* [What this task involves] Return only the final portion of the entries: the line with "Query: white louvered closet door" and every line after it, each one exact.

[Referring expression pointing data]
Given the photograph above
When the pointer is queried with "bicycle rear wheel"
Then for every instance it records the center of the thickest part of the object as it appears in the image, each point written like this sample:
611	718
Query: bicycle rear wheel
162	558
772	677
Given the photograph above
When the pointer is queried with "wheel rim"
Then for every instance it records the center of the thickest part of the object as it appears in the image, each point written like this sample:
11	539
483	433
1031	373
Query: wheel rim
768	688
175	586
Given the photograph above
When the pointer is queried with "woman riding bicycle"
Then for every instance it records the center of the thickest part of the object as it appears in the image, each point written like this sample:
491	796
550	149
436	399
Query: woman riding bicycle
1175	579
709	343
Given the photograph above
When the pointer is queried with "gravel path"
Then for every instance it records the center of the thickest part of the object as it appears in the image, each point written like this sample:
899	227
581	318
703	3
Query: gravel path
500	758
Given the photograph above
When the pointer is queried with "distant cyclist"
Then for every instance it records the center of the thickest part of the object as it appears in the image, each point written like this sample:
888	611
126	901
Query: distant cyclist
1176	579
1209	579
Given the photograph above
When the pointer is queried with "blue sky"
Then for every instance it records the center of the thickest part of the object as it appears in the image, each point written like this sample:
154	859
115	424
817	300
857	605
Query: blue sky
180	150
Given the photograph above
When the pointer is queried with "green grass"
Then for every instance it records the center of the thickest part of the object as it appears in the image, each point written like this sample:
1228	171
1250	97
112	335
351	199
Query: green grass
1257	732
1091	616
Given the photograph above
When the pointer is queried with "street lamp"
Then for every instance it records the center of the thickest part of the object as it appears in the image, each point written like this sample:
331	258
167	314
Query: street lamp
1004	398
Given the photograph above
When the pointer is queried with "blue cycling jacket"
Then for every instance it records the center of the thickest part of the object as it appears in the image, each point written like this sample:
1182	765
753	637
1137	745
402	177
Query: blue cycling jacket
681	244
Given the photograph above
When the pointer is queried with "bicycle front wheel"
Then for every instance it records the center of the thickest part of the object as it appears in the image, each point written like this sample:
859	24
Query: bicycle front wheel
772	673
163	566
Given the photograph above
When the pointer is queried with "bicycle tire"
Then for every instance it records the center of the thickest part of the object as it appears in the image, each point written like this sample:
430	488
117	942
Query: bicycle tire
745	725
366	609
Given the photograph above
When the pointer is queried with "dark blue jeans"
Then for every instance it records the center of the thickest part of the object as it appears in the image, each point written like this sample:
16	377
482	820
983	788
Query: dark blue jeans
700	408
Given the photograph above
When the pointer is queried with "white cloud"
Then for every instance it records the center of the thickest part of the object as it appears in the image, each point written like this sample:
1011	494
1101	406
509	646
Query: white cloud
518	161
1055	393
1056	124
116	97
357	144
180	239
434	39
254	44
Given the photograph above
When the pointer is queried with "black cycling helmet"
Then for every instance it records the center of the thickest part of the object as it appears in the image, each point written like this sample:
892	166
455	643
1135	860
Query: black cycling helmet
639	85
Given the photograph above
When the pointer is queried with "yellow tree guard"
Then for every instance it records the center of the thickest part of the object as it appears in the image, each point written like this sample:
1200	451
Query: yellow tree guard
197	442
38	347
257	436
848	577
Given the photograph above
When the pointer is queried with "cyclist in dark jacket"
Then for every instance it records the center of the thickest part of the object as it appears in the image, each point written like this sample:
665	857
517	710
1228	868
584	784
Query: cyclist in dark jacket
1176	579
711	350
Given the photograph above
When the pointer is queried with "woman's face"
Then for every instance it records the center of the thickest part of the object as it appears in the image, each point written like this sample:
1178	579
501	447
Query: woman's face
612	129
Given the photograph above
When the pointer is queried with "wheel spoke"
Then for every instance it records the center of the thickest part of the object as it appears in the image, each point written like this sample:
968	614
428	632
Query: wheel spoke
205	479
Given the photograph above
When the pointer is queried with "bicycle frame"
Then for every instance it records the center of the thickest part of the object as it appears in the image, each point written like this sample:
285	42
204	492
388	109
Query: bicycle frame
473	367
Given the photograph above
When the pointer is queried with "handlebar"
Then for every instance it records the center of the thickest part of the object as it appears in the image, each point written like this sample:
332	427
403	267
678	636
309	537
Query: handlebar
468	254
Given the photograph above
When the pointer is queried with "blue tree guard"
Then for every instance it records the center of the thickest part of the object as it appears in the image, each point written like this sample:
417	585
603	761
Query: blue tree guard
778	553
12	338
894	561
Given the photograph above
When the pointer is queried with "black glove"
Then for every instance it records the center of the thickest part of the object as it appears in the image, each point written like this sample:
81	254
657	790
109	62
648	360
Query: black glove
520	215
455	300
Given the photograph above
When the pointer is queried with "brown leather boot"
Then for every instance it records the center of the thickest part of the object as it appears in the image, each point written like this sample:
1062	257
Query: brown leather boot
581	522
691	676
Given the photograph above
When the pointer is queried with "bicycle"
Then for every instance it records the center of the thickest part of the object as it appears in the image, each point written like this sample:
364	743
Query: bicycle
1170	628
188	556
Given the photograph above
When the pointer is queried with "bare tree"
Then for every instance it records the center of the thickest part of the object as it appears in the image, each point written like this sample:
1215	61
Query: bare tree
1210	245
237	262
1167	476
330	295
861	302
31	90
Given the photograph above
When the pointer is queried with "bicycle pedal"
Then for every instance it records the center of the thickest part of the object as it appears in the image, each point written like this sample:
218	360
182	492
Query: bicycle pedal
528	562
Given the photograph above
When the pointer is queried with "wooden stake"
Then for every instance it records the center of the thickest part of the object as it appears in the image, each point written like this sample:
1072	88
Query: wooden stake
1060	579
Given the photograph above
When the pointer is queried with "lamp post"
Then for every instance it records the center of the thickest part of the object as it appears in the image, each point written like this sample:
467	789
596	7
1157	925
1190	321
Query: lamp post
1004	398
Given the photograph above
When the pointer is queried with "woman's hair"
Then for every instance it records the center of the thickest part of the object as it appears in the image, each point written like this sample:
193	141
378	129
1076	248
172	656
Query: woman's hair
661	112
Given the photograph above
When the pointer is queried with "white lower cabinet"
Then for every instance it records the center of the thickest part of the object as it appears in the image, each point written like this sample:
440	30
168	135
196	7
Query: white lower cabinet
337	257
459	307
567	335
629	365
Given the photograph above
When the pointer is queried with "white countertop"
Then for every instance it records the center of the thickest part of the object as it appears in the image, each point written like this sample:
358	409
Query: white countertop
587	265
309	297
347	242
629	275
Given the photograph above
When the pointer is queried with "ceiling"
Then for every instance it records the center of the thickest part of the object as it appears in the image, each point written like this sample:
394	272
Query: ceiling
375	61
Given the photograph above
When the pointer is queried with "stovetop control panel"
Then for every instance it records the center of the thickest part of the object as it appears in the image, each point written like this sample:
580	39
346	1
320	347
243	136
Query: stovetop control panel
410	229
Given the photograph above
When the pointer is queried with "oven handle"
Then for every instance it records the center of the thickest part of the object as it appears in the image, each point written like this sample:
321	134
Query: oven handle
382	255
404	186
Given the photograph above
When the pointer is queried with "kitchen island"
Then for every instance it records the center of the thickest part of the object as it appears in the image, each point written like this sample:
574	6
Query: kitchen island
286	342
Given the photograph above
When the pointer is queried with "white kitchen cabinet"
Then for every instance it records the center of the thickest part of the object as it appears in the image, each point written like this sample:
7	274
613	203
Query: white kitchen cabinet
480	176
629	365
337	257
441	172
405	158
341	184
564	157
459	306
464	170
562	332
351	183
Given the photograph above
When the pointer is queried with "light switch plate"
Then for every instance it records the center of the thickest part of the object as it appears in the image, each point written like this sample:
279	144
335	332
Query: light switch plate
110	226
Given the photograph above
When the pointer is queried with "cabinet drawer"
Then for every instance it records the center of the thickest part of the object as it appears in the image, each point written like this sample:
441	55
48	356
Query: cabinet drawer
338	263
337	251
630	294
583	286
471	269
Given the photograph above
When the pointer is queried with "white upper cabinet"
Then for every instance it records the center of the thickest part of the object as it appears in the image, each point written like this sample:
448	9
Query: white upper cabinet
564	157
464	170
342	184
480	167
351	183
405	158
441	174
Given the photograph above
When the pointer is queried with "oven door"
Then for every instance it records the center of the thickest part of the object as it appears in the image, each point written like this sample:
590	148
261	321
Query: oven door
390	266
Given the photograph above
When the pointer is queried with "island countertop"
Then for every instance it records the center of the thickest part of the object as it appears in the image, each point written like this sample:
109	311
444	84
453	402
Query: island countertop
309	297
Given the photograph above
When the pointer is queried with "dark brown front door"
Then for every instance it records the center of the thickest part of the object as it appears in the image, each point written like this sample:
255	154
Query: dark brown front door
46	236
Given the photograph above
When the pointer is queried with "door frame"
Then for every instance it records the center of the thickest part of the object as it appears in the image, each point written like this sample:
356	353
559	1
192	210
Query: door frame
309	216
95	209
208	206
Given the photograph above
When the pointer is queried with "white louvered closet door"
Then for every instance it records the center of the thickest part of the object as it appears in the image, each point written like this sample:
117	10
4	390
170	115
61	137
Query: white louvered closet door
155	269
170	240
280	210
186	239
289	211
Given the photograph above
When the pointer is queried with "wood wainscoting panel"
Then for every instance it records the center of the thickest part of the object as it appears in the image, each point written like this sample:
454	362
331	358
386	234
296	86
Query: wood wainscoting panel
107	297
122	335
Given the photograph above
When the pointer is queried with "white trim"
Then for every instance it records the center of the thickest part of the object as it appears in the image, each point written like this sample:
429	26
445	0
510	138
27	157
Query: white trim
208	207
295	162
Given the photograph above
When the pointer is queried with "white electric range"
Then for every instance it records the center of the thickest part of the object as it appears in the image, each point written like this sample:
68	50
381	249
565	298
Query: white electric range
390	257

* [Output of the task]
Query: white louvered closet door
155	269
170	240
280	210
186	239
289	211
Given the photograph above
When the pointer is queried with "wood wainscoting panel"
Then for every instance it records the center of the thickest part of the object as it appears in the image, each point written like this sample:
454	362
331	358
386	234
296	86
Query: wood wainscoting panel
107	297
122	335
Given the photograph above
When the pointer is queried with "white trim"
Then for every instance it records the center of the thickest part of the object as it appears in the image, each point written like this sample:
429	26
445	0
510	138
27	157
Query: white trim
208	207
295	162
Given the photograph above
When the pointer is queried with "white electric range"
Then for every instance it records the center of the thickest part of the object as it appears in the image, each point written like this sample:
68	50
381	249
565	298
Query: white electric range
390	257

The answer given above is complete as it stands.